▸ **Task instructions**
Each entry below is to be copied out exactly and in full.

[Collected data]
● ● ● ● ● ● ●

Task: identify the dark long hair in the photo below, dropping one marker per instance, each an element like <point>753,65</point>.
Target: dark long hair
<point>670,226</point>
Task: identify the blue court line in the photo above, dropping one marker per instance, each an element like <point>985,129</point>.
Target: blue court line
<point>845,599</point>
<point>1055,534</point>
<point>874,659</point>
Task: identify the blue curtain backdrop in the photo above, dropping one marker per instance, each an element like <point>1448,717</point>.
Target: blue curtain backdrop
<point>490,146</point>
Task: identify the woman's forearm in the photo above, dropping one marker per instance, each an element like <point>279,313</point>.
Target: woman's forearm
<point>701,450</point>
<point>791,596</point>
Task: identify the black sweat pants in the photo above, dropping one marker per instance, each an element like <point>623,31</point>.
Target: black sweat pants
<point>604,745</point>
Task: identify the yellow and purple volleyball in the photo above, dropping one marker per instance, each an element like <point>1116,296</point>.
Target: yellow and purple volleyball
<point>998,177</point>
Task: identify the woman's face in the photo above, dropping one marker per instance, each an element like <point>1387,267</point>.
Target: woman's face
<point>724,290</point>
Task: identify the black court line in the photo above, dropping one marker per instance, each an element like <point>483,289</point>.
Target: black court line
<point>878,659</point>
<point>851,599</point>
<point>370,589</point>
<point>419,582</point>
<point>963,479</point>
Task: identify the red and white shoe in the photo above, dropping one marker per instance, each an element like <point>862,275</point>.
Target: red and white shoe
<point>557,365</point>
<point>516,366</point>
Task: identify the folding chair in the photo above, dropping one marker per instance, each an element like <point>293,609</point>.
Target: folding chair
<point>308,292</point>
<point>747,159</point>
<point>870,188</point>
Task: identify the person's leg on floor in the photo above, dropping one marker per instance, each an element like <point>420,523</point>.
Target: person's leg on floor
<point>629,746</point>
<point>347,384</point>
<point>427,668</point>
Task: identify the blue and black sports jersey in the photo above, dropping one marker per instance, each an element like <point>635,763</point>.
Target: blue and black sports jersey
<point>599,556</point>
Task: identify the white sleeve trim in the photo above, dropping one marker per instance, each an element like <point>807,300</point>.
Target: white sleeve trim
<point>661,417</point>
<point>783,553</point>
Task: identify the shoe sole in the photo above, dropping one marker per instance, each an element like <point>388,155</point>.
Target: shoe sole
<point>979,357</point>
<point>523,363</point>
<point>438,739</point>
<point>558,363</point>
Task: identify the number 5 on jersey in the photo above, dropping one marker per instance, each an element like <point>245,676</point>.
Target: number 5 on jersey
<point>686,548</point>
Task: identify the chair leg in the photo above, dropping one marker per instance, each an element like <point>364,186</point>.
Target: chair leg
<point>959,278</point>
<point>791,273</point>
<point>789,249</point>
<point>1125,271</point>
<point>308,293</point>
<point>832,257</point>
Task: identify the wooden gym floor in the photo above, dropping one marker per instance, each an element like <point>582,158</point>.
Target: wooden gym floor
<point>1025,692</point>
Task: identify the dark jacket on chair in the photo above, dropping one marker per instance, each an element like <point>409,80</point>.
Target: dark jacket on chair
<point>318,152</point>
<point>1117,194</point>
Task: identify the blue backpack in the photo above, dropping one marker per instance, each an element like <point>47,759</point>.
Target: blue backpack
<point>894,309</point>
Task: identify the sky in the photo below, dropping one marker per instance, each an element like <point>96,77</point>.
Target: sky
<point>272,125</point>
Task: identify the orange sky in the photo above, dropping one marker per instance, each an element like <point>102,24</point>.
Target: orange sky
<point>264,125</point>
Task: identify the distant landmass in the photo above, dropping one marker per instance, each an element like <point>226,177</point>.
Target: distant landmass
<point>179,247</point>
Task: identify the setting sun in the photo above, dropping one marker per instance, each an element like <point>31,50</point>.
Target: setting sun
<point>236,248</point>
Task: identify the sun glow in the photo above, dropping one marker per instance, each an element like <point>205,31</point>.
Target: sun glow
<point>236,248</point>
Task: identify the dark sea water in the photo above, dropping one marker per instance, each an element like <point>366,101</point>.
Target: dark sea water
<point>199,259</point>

● ● ● ● ● ● ●

▸ **Expected answer**
Task: identify the dark long hair in the photo below, dropping one marker per instance, each an element like <point>753,65</point>.
Target: dark long hair
<point>670,226</point>
Task: identify the blue court line in the photo above, dropping one marker per instance, each an element like <point>985,129</point>.
Target: blue court line
<point>845,599</point>
<point>1055,534</point>
<point>874,659</point>
Task: identify the blue curtain backdrop in the photo above, dropping one marker per instance, each an element like <point>1448,717</point>.
Target: blue curtain backdrop
<point>490,146</point>
Task: identify the woman's forearm in the photo above, dropping one marker per instance, each an element like <point>279,313</point>.
Target: woman's forearm
<point>701,450</point>
<point>791,596</point>
Task: identify the black sweat pants in the photo above, dropping one marker per instance, each an element like <point>623,31</point>.
Target: black sweat pants
<point>604,745</point>
Task: identify the yellow and purple volleyball in the photo above, dropping one marker per instance, each an element like <point>1116,296</point>.
Target: yellow and purple volleyball
<point>998,177</point>
Task: identify the woman's face in the photo above, dropping one marker per instance, each an element like <point>1387,267</point>.
Target: woman's face
<point>724,290</point>
Task: identify the black court line in the photo above, dropping one marker per instance, each an element like <point>483,289</point>.
Target: black court line
<point>878,659</point>
<point>851,599</point>
<point>370,589</point>
<point>419,582</point>
<point>963,479</point>
Task: identify the red and white shoe in the photo above, dropping one marker per instance, each an element like <point>862,275</point>.
Target: red and white shoe
<point>557,365</point>
<point>516,366</point>
Task: identify the folding chair in the photo above, dropping one marker per instance, each an element like <point>293,609</point>.
Target: folding chair
<point>308,292</point>
<point>747,159</point>
<point>870,188</point>
Task: identify the person's leg on floor in the photo above, dropping one marker per instance, each an element like <point>420,523</point>.
Target: person's leg on floor
<point>629,746</point>
<point>347,384</point>
<point>427,668</point>
Task: identify the blue and black sports jersey in the photo above, dropping one marker per instance, each an element like <point>635,763</point>.
Target: blue and black sports jersey
<point>599,556</point>
Task: identify the white sleeve trim in the photo above, dropping one marker per instance, each an element like <point>807,300</point>.
Target: white sleeve trim
<point>661,417</point>
<point>783,553</point>
Task: identify the shoe sole in the photo above, dropping one marker per instance, each an element like <point>388,155</point>.
Target: shoe sole
<point>979,357</point>
<point>523,363</point>
<point>438,739</point>
<point>558,363</point>
Task: identify the number 5 on jersey in the photo above, dropping one marker per instance, each an element like <point>245,676</point>.
Target: number 5 on jersey
<point>686,548</point>
Task: identify the chair leg in the photo above, dropping one marker per instance, each an element like <point>364,186</point>.
Target: chair leg
<point>959,278</point>
<point>791,273</point>
<point>789,249</point>
<point>1125,271</point>
<point>308,293</point>
<point>832,257</point>
Task: identify the wooden gym floor in the photo above, dropping one marker per instance, each an element like <point>582,158</point>.
Target: wooden gym floor
<point>1025,692</point>
Task: identify the dark jacket on chair in the photo above, dropping one marker per instance, each an element like <point>409,80</point>.
Target: dark jacket on chair
<point>318,152</point>
<point>1117,194</point>
Task: identify the blue backpack in the photo above, dropping one marker per instance, each an element like <point>47,759</point>.
Target: blue backpack
<point>894,309</point>
Task: identify the sky in the photo below, dropping one marker per instance, each an element like <point>96,77</point>.
Target: sky
<point>272,125</point>
Task: identify the orange sky in the photo above, dropping one marker per instance, each an element like <point>102,24</point>.
Target: orange sky
<point>264,125</point>
Task: identify the distant landmass in the photo above, dropping one marker per instance, each an element like <point>226,177</point>.
Target: distant landmass
<point>179,247</point>
Task: identify the setting sun in the photo above, dropping one marker per instance, each an element like <point>31,50</point>.
Target: setting sun
<point>236,248</point>
Task: identify the sun glow in the photo above, dropping one marker per instance, each an element like <point>205,31</point>.
Target: sun glow
<point>236,248</point>
Task: identify the dark sea water in the photo above, dropping one marker per instance, each an element like <point>366,101</point>.
Target: dark sea water
<point>199,259</point>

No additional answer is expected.